* STATED TASK:
Render every line of the listing below as a numbered list, skipping blank lines. Omit the pictures from your answer.

* Data entries:

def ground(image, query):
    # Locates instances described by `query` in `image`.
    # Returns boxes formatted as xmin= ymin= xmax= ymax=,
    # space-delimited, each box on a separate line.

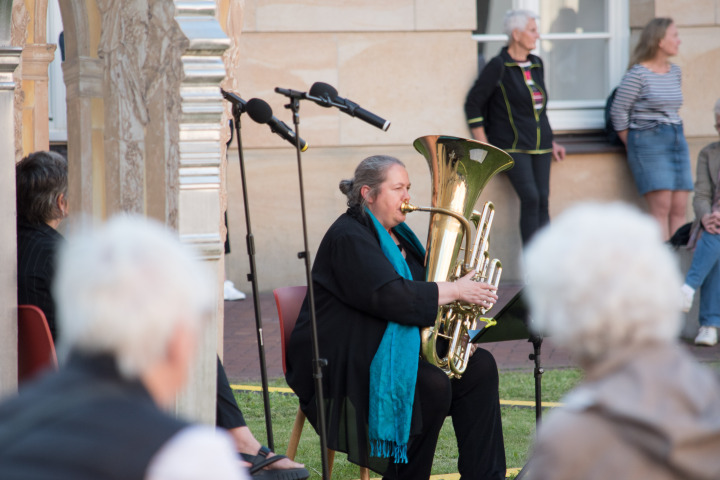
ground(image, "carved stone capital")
xmin=0 ymin=46 xmax=22 ymax=90
xmin=22 ymin=43 xmax=57 ymax=81
xmin=62 ymin=57 xmax=104 ymax=99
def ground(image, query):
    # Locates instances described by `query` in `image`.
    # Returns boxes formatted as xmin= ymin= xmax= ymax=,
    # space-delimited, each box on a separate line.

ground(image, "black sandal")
xmin=240 ymin=445 xmax=310 ymax=480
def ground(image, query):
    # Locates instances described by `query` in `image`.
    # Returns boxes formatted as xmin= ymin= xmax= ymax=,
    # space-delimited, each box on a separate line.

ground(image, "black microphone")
xmin=275 ymin=87 xmax=340 ymax=108
xmin=246 ymin=98 xmax=307 ymax=152
xmin=310 ymin=82 xmax=390 ymax=131
xmin=220 ymin=88 xmax=247 ymax=109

* SOLUTION:
1. def ground(image, query):
2.     # Locates instances described by `query` in `image`.
3.     # Returns boxes formatted as xmin= ymin= xmax= ymax=,
4.     # space-delimited, each box on a separate line.
5. ground(image, "carved stone capital")
6. xmin=0 ymin=46 xmax=22 ymax=90
7. xmin=22 ymin=43 xmax=57 ymax=81
8. xmin=62 ymin=57 xmax=104 ymax=99
9. def ground(image, query):
10.     # Locates instances described by `query` in `image`.
11.     # Returns boxes formatted as xmin= ymin= xmax= ymax=,
12.     # space-delimited, each box on a separate line.
13. ground(image, "black sandal")
14. xmin=240 ymin=445 xmax=310 ymax=480
15. def ground(image, query):
16.     # Locates instances described by `query` in `image`.
17.     # Returns boxes formatted as xmin= ymin= xmax= ymax=,
18.     # space-delimited, each box on a separate line.
19. ground(image, "black microphone")
20. xmin=275 ymin=87 xmax=340 ymax=108
21. xmin=246 ymin=98 xmax=307 ymax=152
22. xmin=310 ymin=82 xmax=390 ymax=131
23. xmin=220 ymin=88 xmax=247 ymax=109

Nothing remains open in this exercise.